*WORK TO COMPLETE:*
(A) According to the fluoride toothpaste text, until about what age should parents monitor their children's tooth brushing habits?
(B) Quote the part of the fluoride toothpaste text that opens with the words containing "Too much fluoride" and closes with "parents and children.".

Too much fluoride can cause fluorosis.

A new warning about fluoride required on fluoride toothpastes is a good idea, but one portion may unnecessarily frighten parents and children.

The label language, "In case of accidental ingestion, seek professional assistance or contact a poison control center immediately," is required by the U.S. Food and Drug Administration on all tubes of fluoride toothpaste.

"The language is a little harsh," explains Marvin Berman, D.D.S., a specialist in pediatric dentistry. "A child cannot ingest enough fluoride to cause a serious problem unless he or she compulsively eats toothpaste. Parents should watch their children to make sure this doesn't happen. A trip to a poison control center is not warranted."

In 1991, the American Dental Association began to require that toothpaste manufacturers include the following language on all ADA-Accepted toothpastes: "Do not swallow. Use only a pea-sized amount for children under six. To prevent swallowing, children under six years of age should be supervised in the use of toothpaste." The new FDA labels are consistent with the ADA statements, with the exception of the poison control warning.

"The ADA required its warnings labels to reduce the risk of mild fluorosis, which is a cosmetic defect noticeable as very light spots on permanent teeth and develops only while teeth still are forming," says Dr. Berman. "Fluorosis occurs only when more than the optimal daily amount of fluoride is ingested."

"Children under six years of age generally are not capable of spitting and they frequently swallow the toothpaste placed on the brush. Parents should monitor the tooth brushing habits of their children until they can perform this skill on their own -- about the age of seven or eight years," says Dr. Berman.

The Chicago Dental Society strongly supports the use of fluoride in community water supplies but urges parents to work with their dentists to make sure their children, as well as themselves, get the appropriate levels of fluoride.

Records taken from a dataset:
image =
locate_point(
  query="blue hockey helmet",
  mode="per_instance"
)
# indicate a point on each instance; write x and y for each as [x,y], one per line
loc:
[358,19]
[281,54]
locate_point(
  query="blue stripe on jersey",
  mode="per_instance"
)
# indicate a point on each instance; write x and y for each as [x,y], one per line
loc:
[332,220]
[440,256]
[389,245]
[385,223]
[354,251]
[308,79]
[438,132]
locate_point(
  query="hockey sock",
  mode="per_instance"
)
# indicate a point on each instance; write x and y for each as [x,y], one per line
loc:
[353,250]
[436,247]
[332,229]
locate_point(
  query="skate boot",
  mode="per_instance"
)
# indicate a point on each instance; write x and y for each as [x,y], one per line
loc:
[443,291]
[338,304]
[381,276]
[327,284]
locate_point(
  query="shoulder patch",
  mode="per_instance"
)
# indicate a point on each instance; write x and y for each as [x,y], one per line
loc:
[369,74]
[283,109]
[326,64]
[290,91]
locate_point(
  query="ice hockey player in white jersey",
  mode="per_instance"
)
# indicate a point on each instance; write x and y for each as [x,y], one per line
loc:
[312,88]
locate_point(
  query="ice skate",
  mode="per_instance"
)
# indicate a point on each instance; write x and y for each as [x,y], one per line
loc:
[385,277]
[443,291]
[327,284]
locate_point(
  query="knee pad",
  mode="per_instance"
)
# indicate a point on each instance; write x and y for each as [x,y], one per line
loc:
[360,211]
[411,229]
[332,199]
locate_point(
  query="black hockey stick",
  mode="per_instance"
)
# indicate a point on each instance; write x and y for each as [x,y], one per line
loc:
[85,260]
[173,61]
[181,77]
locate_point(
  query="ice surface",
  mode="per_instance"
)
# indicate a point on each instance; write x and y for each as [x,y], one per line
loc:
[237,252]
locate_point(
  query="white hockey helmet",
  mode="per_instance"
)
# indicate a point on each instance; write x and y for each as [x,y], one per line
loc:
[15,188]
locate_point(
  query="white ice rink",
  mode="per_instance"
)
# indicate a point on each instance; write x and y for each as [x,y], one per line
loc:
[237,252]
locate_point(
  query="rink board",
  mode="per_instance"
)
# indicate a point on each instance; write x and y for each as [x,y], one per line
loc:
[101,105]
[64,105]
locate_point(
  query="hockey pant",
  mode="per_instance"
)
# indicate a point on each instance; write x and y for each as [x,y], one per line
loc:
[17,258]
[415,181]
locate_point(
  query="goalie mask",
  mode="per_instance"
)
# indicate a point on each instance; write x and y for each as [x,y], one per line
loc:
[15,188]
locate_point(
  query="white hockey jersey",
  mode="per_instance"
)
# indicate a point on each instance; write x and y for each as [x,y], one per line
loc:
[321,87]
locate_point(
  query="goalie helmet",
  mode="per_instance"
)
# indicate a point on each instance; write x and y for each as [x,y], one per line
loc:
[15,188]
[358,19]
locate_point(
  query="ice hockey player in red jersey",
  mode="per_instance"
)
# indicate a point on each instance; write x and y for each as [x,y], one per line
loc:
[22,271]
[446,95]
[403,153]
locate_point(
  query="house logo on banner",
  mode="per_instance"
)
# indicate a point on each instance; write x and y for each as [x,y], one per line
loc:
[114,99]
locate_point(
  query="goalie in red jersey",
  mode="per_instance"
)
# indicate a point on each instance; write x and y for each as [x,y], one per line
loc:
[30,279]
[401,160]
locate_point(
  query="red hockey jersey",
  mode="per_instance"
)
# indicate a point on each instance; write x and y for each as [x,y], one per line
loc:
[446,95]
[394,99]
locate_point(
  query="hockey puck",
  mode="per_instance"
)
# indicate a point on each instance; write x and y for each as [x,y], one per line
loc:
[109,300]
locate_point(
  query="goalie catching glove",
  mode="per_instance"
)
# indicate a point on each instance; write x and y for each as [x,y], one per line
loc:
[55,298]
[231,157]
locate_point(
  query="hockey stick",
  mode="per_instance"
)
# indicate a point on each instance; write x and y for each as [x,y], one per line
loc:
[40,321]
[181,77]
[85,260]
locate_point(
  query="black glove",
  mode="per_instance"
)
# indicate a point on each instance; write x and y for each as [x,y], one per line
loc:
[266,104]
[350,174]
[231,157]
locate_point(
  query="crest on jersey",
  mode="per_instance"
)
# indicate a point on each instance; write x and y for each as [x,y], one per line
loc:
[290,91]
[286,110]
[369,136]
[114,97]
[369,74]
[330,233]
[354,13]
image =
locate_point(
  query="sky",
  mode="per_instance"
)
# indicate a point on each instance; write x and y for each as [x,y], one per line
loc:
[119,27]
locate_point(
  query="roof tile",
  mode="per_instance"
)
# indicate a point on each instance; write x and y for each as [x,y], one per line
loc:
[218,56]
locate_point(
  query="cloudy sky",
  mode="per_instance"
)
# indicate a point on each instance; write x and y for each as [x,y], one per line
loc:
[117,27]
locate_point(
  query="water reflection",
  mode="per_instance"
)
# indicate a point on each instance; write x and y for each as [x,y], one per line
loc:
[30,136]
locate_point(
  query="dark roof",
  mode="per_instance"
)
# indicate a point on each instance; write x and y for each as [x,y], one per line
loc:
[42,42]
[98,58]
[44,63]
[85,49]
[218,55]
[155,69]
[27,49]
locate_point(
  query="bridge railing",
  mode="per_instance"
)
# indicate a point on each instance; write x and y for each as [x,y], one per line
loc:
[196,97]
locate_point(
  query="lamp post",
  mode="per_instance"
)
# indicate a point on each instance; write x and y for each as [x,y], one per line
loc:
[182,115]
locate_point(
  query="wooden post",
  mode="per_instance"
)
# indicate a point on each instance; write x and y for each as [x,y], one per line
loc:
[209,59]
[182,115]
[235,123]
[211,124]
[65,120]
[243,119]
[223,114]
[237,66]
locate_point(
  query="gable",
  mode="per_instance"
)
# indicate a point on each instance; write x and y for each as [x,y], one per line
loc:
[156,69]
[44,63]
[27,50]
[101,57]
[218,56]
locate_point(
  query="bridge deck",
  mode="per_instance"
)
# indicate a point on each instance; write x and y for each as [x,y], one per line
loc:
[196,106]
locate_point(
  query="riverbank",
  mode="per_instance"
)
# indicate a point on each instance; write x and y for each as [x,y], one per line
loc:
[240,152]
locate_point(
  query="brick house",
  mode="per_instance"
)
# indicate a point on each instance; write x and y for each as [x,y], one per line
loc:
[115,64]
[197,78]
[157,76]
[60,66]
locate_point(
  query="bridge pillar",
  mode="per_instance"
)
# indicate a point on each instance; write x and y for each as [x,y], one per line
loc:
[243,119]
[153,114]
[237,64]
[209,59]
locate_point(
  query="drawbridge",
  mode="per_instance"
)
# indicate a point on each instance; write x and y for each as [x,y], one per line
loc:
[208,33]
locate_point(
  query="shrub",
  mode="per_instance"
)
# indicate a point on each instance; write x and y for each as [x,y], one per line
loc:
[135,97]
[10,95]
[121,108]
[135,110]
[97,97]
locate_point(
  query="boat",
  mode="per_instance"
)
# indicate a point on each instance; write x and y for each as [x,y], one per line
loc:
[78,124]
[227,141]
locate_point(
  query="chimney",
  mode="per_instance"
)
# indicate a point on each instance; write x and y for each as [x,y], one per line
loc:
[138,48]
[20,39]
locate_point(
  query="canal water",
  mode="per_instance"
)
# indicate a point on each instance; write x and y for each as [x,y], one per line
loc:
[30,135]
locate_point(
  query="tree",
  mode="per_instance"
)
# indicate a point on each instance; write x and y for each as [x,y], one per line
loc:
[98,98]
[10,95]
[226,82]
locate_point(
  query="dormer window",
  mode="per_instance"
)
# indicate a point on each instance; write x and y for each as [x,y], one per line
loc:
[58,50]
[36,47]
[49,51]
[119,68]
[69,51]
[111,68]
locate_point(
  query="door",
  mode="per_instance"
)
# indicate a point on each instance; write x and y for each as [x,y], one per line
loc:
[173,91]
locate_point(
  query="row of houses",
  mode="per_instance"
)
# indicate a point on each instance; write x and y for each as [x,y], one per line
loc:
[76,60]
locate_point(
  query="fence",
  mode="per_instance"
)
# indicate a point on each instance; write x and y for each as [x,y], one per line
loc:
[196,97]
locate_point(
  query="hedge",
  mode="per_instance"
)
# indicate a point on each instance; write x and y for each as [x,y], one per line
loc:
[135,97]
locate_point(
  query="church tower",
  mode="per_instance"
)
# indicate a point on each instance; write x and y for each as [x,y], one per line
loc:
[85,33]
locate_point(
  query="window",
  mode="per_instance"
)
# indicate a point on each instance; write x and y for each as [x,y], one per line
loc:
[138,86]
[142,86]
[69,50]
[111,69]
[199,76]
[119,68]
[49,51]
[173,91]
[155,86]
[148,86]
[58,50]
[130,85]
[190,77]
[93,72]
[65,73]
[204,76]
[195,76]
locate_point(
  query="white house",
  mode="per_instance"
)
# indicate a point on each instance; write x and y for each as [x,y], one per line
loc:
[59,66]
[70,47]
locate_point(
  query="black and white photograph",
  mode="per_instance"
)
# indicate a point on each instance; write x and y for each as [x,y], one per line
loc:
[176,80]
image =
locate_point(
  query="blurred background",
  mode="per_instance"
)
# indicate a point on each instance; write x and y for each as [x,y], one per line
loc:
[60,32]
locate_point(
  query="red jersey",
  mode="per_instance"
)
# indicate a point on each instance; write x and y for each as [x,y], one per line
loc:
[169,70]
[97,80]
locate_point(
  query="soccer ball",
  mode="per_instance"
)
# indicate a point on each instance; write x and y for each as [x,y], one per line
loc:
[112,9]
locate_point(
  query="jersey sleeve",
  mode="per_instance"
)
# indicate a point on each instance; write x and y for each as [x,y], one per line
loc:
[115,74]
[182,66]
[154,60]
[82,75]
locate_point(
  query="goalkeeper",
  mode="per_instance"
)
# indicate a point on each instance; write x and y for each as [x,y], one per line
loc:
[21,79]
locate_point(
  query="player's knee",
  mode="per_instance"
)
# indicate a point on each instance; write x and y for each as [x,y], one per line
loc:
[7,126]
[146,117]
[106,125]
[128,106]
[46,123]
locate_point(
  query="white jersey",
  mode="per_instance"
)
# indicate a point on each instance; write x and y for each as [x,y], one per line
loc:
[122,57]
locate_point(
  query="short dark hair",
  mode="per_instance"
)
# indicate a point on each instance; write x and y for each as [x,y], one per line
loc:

*RESULTS FOR THE EXERCISE:*
(A) About the age of seven or eight years.

(B)
Too much fluoride can cause fluorosis.

A new warning about fluoride required on fluoride toothpastes is a good idea, but one portion may unnecessarily frighten parents and children.